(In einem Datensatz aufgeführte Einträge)
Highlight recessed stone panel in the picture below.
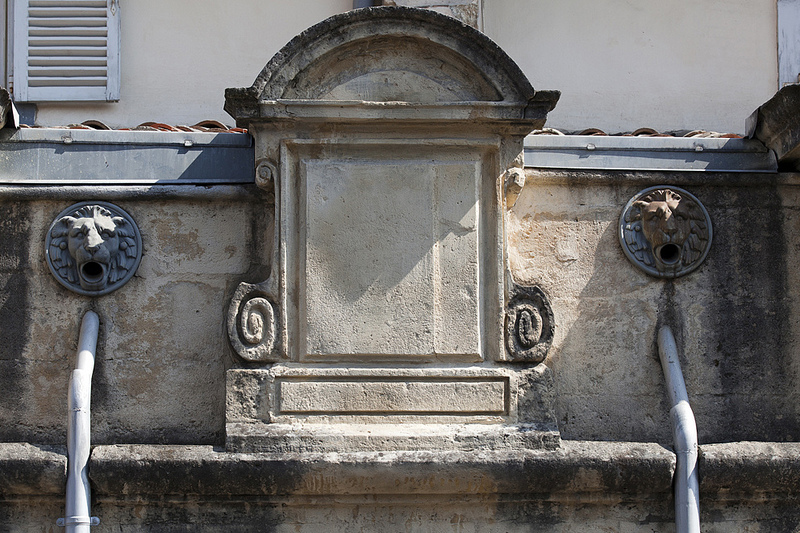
[279,378,508,415]
[301,159,480,358]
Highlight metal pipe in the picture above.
[658,326,700,533]
[59,311,100,533]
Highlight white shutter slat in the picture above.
[14,0,119,101]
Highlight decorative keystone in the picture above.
[505,285,555,363]
[619,185,712,278]
[45,202,142,296]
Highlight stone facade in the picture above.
[0,5,800,533]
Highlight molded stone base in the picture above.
[226,364,560,453]
[225,423,561,453]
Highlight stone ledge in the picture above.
[698,442,800,498]
[90,442,675,500]
[0,442,67,498]
[0,441,800,501]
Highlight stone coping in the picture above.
[0,441,800,501]
[0,184,262,202]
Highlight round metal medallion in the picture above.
[45,202,142,296]
[619,185,712,278]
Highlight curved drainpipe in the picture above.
[658,326,700,533]
[58,311,100,533]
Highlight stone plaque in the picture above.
[225,8,558,452]
[301,159,481,359]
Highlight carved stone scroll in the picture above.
[505,285,555,363]
[227,281,283,363]
[619,185,712,278]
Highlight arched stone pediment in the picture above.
[226,7,557,124]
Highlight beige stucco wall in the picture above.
[483,0,778,133]
[27,0,353,128]
[23,0,777,133]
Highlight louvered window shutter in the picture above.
[13,0,120,102]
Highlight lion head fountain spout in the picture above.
[46,202,142,296]
[620,186,711,278]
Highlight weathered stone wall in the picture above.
[508,169,800,443]
[0,186,272,444]
[0,169,800,444]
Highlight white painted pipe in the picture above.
[59,311,100,533]
[658,326,700,533]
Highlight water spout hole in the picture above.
[81,261,103,283]
[658,243,681,265]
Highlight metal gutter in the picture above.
[525,135,778,173]
[0,128,255,185]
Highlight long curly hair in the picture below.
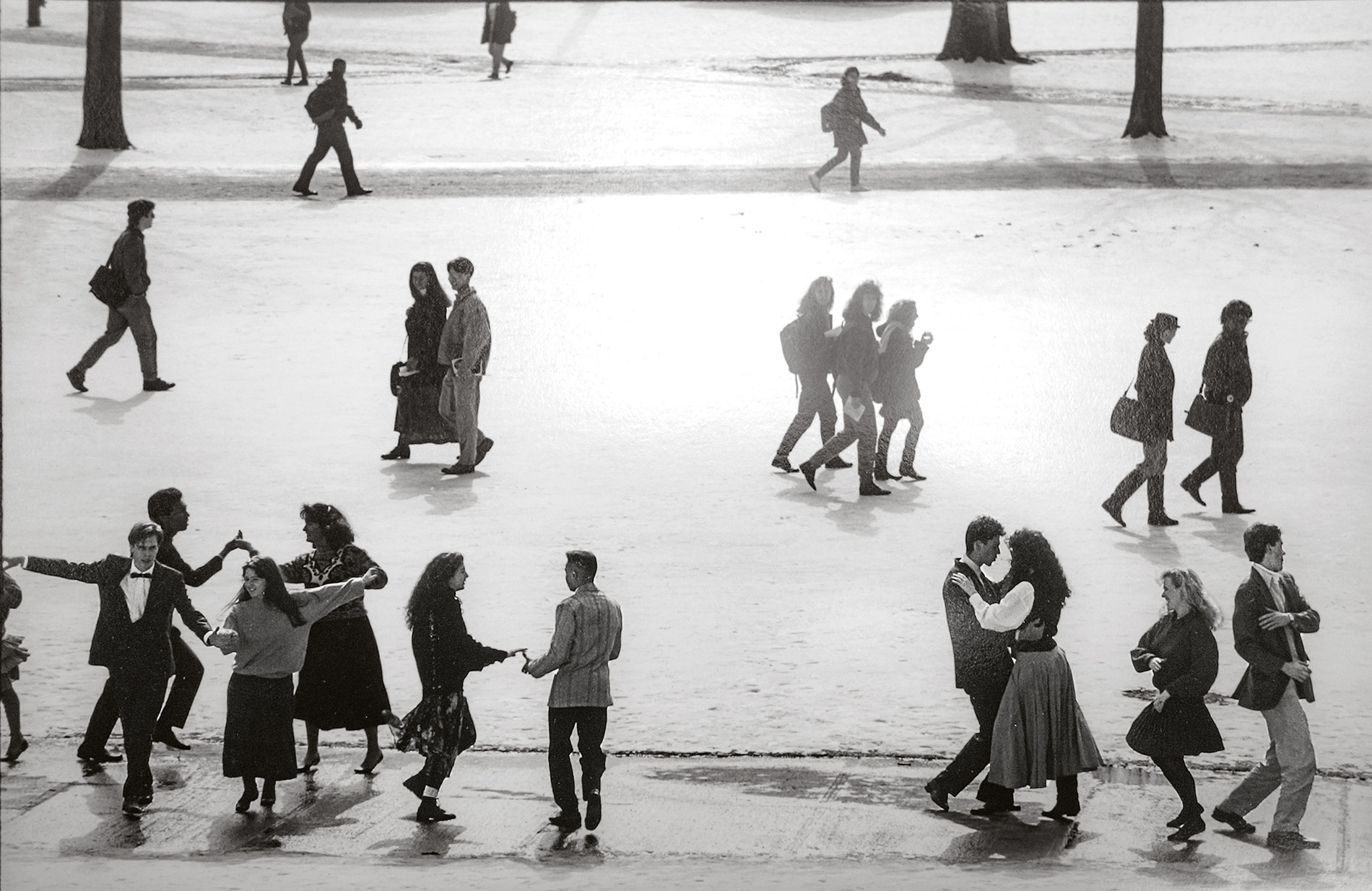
[405,550,465,630]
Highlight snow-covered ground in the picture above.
[0,0,1372,773]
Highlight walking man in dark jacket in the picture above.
[1181,300,1253,513]
[291,59,372,198]
[67,198,175,393]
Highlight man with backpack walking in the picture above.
[292,59,372,198]
[67,198,175,393]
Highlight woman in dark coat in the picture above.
[482,0,515,81]
[800,280,890,495]
[392,553,523,822]
[282,504,391,774]
[381,262,457,461]
[874,300,934,482]
[773,276,852,474]
[1129,568,1224,842]
[1100,313,1180,526]
[809,67,886,192]
[282,0,310,87]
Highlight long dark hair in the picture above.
[405,550,464,630]
[230,556,305,627]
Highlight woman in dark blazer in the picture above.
[800,280,890,495]
[392,553,523,822]
[1100,313,1178,526]
[1129,568,1224,842]
[381,262,457,461]
[809,67,886,192]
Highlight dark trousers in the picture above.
[933,678,1015,807]
[547,705,609,813]
[81,627,204,752]
[71,294,158,381]
[294,121,362,195]
[776,375,838,457]
[1186,409,1243,509]
[110,669,168,799]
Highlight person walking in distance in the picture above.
[925,516,1020,815]
[524,550,623,832]
[809,67,886,192]
[4,522,227,817]
[291,59,372,198]
[282,0,310,87]
[1210,523,1320,850]
[67,198,175,393]
[1100,313,1180,526]
[482,0,515,81]
[800,282,890,495]
[438,257,495,474]
[1181,300,1253,513]
[77,489,256,763]
[773,276,852,474]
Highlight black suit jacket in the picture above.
[26,553,213,677]
[1233,570,1320,711]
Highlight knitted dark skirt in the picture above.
[224,674,296,780]
[295,615,391,731]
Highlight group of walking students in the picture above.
[0,489,623,830]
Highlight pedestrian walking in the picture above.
[1126,568,1224,842]
[800,280,890,495]
[809,67,886,192]
[391,552,524,822]
[1100,313,1180,526]
[438,257,495,475]
[1181,300,1253,513]
[282,504,391,774]
[0,573,29,765]
[1210,523,1320,850]
[3,522,227,817]
[282,0,311,87]
[291,59,372,198]
[925,516,1018,815]
[381,262,457,461]
[77,489,256,763]
[773,276,852,474]
[218,556,381,814]
[954,529,1102,820]
[872,300,934,482]
[524,550,623,832]
[482,0,516,81]
[67,198,175,393]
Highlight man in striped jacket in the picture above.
[524,550,623,832]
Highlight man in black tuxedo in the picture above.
[1213,523,1320,850]
[77,489,256,763]
[4,522,218,817]
[925,516,1020,815]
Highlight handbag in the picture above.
[1187,384,1229,437]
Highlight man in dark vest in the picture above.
[292,59,372,198]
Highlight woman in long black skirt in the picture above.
[394,553,523,822]
[218,557,380,814]
[1129,568,1224,842]
[282,504,391,774]
[381,262,457,461]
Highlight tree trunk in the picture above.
[1121,0,1168,139]
[937,0,1033,63]
[77,0,133,149]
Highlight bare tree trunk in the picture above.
[1121,0,1168,139]
[77,0,133,149]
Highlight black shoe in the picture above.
[547,810,582,832]
[152,728,191,751]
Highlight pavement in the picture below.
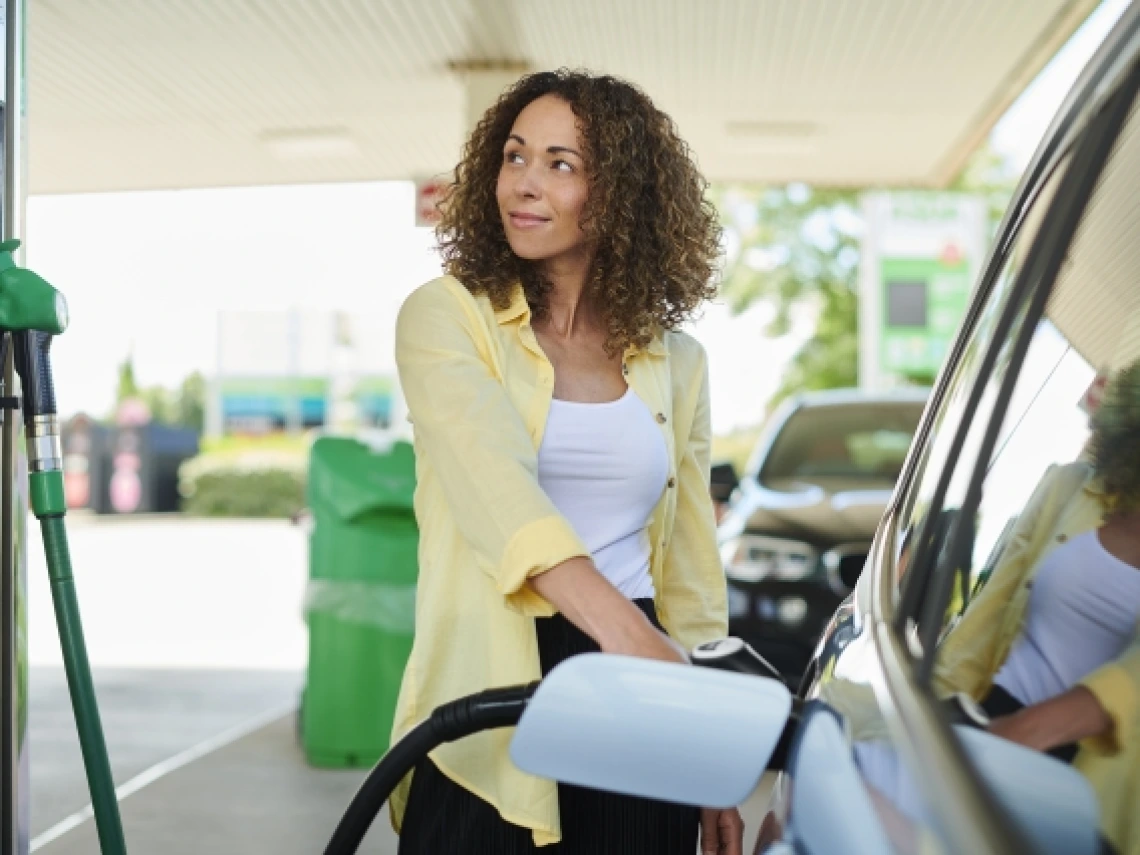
[29,516,767,855]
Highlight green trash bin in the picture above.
[300,437,420,768]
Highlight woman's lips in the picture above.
[508,213,549,229]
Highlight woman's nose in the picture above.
[514,168,543,198]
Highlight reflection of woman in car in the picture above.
[392,72,742,855]
[937,365,1140,852]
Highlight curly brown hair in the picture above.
[435,70,720,352]
[1090,361,1140,513]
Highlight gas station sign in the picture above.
[860,192,987,389]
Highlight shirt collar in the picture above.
[495,285,666,356]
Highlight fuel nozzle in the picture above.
[0,241,67,472]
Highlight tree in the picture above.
[718,185,862,406]
[716,146,1017,407]
[112,356,206,433]
[115,353,140,405]
[174,372,206,433]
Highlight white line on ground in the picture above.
[31,701,296,852]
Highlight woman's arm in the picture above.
[990,685,1113,751]
[529,557,687,662]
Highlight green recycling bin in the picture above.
[300,437,420,768]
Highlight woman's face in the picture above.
[496,95,591,269]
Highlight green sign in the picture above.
[879,258,970,376]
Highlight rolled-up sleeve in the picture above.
[396,280,589,617]
[1081,634,1140,755]
[661,342,728,650]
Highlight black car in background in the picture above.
[718,388,928,682]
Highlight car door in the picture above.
[759,9,1140,855]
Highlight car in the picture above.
[756,3,1140,855]
[717,386,928,683]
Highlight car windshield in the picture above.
[759,401,925,485]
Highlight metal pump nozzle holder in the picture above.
[25,413,64,472]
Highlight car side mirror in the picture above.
[709,462,740,502]
[511,653,792,808]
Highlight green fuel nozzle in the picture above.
[0,241,67,485]
[0,241,67,335]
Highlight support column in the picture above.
[0,0,31,855]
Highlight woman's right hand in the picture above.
[601,620,689,665]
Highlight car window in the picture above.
[934,90,1140,852]
[759,401,922,489]
[893,162,1067,611]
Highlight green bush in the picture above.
[178,451,306,516]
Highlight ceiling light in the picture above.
[261,128,360,161]
[724,119,820,139]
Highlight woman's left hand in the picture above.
[701,807,744,855]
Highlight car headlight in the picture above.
[720,535,816,581]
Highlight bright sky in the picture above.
[27,0,1127,433]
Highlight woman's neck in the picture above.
[542,253,597,339]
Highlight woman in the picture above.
[392,72,742,855]
[937,364,1140,855]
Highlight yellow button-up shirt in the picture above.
[391,277,727,846]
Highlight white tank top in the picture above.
[538,389,669,600]
[994,530,1140,706]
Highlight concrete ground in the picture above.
[29,518,767,855]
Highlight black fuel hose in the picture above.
[325,682,538,855]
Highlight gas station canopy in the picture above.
[27,0,1097,194]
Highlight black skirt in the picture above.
[399,600,700,855]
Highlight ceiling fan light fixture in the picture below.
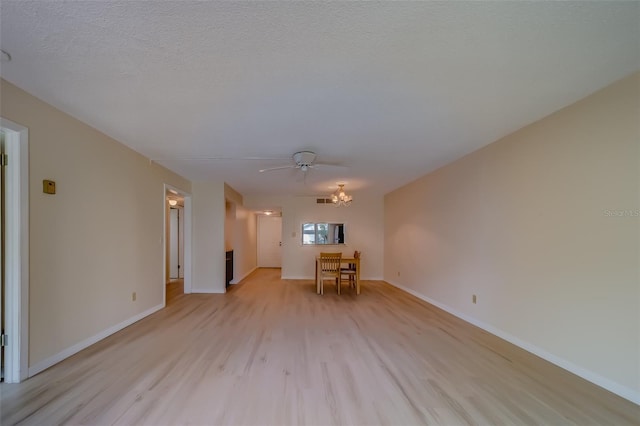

**Aufgabenbeschreibung:** Gib alle Zeilen der obigen Auflistung als nummerierte Liste wieder und lass dabei Leerzeilen weg. Die Bilder sollen in der Antwort nicht vorkommen.

**Erwartete Antwort:**
1. Highlight recessed stone panel in the picture below.
2. [279,378,508,415]
3. [301,159,480,358]
4. Highlight metal pipe in the picture above.
5. [658,326,700,533]
6. [59,311,100,533]
7. Highlight white shutter slat in the picture above.
8. [14,0,119,101]
9. Highlight decorative keystone in the picture above.
10. [505,285,555,363]
11. [619,185,712,278]
12. [45,202,142,296]
13. Highlight stone facade in the picture above.
14. [0,5,800,533]
15. Highlight molded stone base in the picture above.
16. [226,364,560,453]
17. [225,423,561,453]
18. Highlight stone ledge in the picture above.
19. [698,442,800,498]
20. [90,442,675,500]
21. [0,442,67,498]
22. [0,441,800,501]
23. Highlight stone coping in the picture above.
24. [0,441,800,501]
25. [0,184,262,202]
26. Highlight round metal medallion in the picture above.
27. [45,202,142,296]
28. [619,185,712,278]
29. Highlight curved drainpipe in the picture above.
30. [658,326,700,533]
31. [58,311,100,533]
32. Highlight stone plaque in the picture above.
33. [225,8,558,452]
34. [301,159,481,359]
35. Highlight carved stone scroll in the picture above.
36. [505,285,555,363]
37. [227,281,283,363]
38. [619,185,712,278]
39. Highlight arched stone pediment in the picture above.
40. [226,7,557,124]
41. Highlight beige stucco wall in the picture above.
42. [483,0,778,133]
43. [27,0,353,128]
44. [23,0,777,133]
45. Highlight louvered window shutter in the picture above.
46. [13,0,120,102]
47. Highlight lion head fountain spout in the picture above.
48. [46,202,142,296]
49. [620,186,711,278]
50. Highlight weathered stone wall in the picture above.
51. [508,169,800,443]
52. [0,186,272,444]
53. [0,169,800,444]
54. Highlight white painted pipe in the picture above.
55. [59,311,100,533]
56. [658,326,700,533]
57. Highlight water spout hole in the picture above.
58. [81,261,103,283]
59. [658,243,681,265]
60. Highlight metal gutter in the picture above.
61. [525,135,778,173]
62. [0,128,255,185]
63. Highlight long curly hair in the picture below.
64. [405,550,465,630]
65. Highlight snow-covered ground in the picture above.
66. [0,0,1372,773]
67. Highlight walking man in dark jacket in the picture above.
68. [1181,300,1253,513]
69. [291,59,372,198]
70. [67,198,175,393]
71. Highlight man with backpack walking in the picture above.
72. [292,59,372,198]
73. [67,198,175,393]
74. Highlight woman in dark coat in the picture above.
75. [482,0,515,81]
76. [800,280,890,495]
77. [392,553,523,822]
78. [282,504,391,774]
79. [381,262,457,461]
80. [874,300,934,482]
81. [773,276,852,474]
82. [1129,568,1224,842]
83. [1100,313,1180,526]
84. [809,67,886,192]
85. [282,0,310,87]
86. Highlight long dark hair in the picture above.
87. [405,550,464,630]
88. [230,556,305,627]
89. Highlight woman in dark blazer in the picture above.
90. [800,280,890,495]
91. [392,553,523,822]
92. [1100,313,1178,526]
93. [1129,568,1224,842]
94. [381,262,457,461]
95. [809,67,886,192]
96. Highlight dark trousers in the picture above.
97. [933,678,1015,807]
98. [547,705,609,813]
99. [81,627,204,752]
100. [71,294,158,381]
101. [294,121,362,195]
102. [776,375,838,457]
103. [1186,409,1243,509]
104. [110,669,168,799]
105. Highlight person walking in distance in the picture above.
106. [925,516,1020,815]
107. [524,550,623,832]
108. [809,67,886,192]
109. [4,522,227,817]
110. [291,59,372,198]
111. [282,0,310,87]
112. [1210,523,1320,850]
113. [67,198,175,393]
114. [1100,313,1180,526]
115. [482,0,515,81]
116. [800,282,890,495]
117. [438,257,495,474]
118. [1181,300,1253,513]
119. [77,489,256,763]
120. [773,276,852,474]
121. Highlight black suit jacket in the picture above.
122. [26,553,213,677]
123. [1233,570,1320,711]
124. Highlight knitted dark skirt in the picture above.
125. [224,674,296,780]
126. [295,615,391,731]
127. Highlight group of walking students in the picture above.
128. [0,489,623,830]
129. Highlight pedestrian walking in the picture above.
130. [1126,568,1224,842]
131. [800,280,890,495]
132. [809,67,886,192]
133. [391,552,524,822]
134. [1100,313,1180,526]
135. [438,257,495,475]
136. [1181,300,1253,513]
137. [282,504,391,774]
138. [0,573,29,765]
139. [1210,523,1320,850]
140. [3,522,227,817]
141. [282,0,311,87]
142. [291,59,372,198]
143. [925,516,1018,815]
144. [381,262,457,461]
145. [77,489,256,763]
146. [773,276,852,474]
147. [218,556,381,814]
148. [954,529,1102,820]
149. [872,300,934,482]
150. [524,550,623,832]
151. [482,0,516,81]
152. [67,198,175,393]
153. Highlight man in striped jacket in the picture above.
154. [524,550,623,832]
155. Highlight man in black tuxedo in the picture above.
156. [1213,523,1320,850]
157. [77,489,256,763]
158. [4,522,218,817]
159. [925,516,1020,815]
160. Highlight handbag in the picture above.
161. [1187,384,1229,437]
162. Highlight man in dark vest in the picture above.
163. [292,59,372,198]
164. Highlight woman in long black skirt in the picture above.
165. [394,553,523,822]
166. [218,557,380,814]
167. [1129,568,1224,842]
168. [282,504,391,774]
169. [381,262,457,461]
170. Highlight tree trunk in the picture above.
171. [1121,0,1168,139]
172. [937,0,1033,63]
173. [77,0,133,149]
174. Highlight bare tree trunk in the picture above.
175. [1121,0,1168,139]
176. [77,0,133,149]
177. Highlight black shoe in the picture above.
178. [547,810,582,832]
179. [152,728,191,751]
180. Highlight pavement in the picture below.
181. [29,516,767,855]
182. Highlight green trash bin in the picture above.
183. [300,437,420,768]
184. Highlight woman's lips in the picture above.
185. [508,213,549,229]
186. Highlight woman's nose in the picture above.
187. [514,168,543,198]
188. Highlight reflection of woman in car in the picture above.
189. [392,72,742,855]
190. [937,365,1140,852]
191. Highlight curly brown hair in the picture above.
192. [435,70,720,352]
193. [1090,361,1140,513]
194. Highlight gas station sign in the picture above.
195. [860,192,987,389]
196. Highlight shirt collar in the picture above.
197. [495,285,666,356]
198. Highlight fuel nozzle in the picture above.
199. [0,241,67,472]
200. Highlight tree in the picture above.
201. [718,185,862,406]
202. [716,146,1017,407]
203. [112,356,206,433]
204. [115,353,140,405]
205. [174,372,206,433]
206. Highlight white line on ground in the picture above.
207. [31,701,296,852]
208. Highlight woman's arm in the picture above.
209. [990,685,1113,751]
210. [529,557,687,662]
211. Highlight green recycling bin in the picture above.
212. [300,437,420,768]
213. Highlight woman's face in the picture above.
214. [496,95,591,269]
215. Highlight green sign in the picture above.
216. [879,258,970,376]
217. Highlight rolled-up sleeve in the picture above.
218. [396,280,589,617]
219. [1081,634,1140,755]
220. [661,342,728,650]
221. Highlight black car in background in the picture above.
222. [718,388,928,682]
223. Highlight car door in the picture above.
224. [759,9,1140,855]
225. Highlight car in the picture above.
226. [756,3,1140,855]
227. [717,386,928,683]
228. Highlight car windshield in the picture above.
229. [759,401,925,485]
230. Highlight metal pump nozzle holder in the picture above.
231. [25,413,64,472]
232. Highlight car side mirror in the picture above.
233. [709,462,740,502]
234. [511,653,792,808]
235. Highlight green fuel nozzle in the picture above.
236. [0,241,67,485]
237. [0,241,67,335]
238. Highlight support column in the picture above.
239. [0,0,31,855]
240. Highlight woman's right hand in the picture above.
241. [601,620,689,665]
242. Highlight car window in the picture above.
243. [934,90,1140,852]
244. [759,401,922,489]
245. [893,162,1067,611]
246. Highlight green bush in the picture above.
247. [178,451,306,516]
248. Highlight ceiling light in the picture above.
249. [261,128,360,161]
250. [724,119,820,139]
251. Highlight woman's left hand in the picture above.
252. [701,807,744,855]
253. Highlight car headlight in the picture above.
254. [720,535,816,581]
255. Highlight bright sky in the picture above.
256. [27,0,1127,433]
257. Highlight woman's neck in the picture above.
258. [542,253,597,339]
259. Highlight woman in the picture above.
260. [392,72,742,855]
261. [937,364,1140,855]
262. Highlight yellow button-up shirt in the picture above.
263. [391,277,727,846]
264. Highlight white tank top in the picture above.
265. [538,389,669,600]
266. [994,530,1140,706]
267. Highlight concrete ground in the picture above.
268. [29,518,767,855]
269. Highlight black fuel hose in the picture above.
270. [325,682,538,855]
271. Highlight gas station canopy in the picture above.
272. [27,0,1097,194]
273. Highlight black skirt in the picture above.
274. [399,600,700,855]
275. Highlight ceiling fan light fixture in the picture below.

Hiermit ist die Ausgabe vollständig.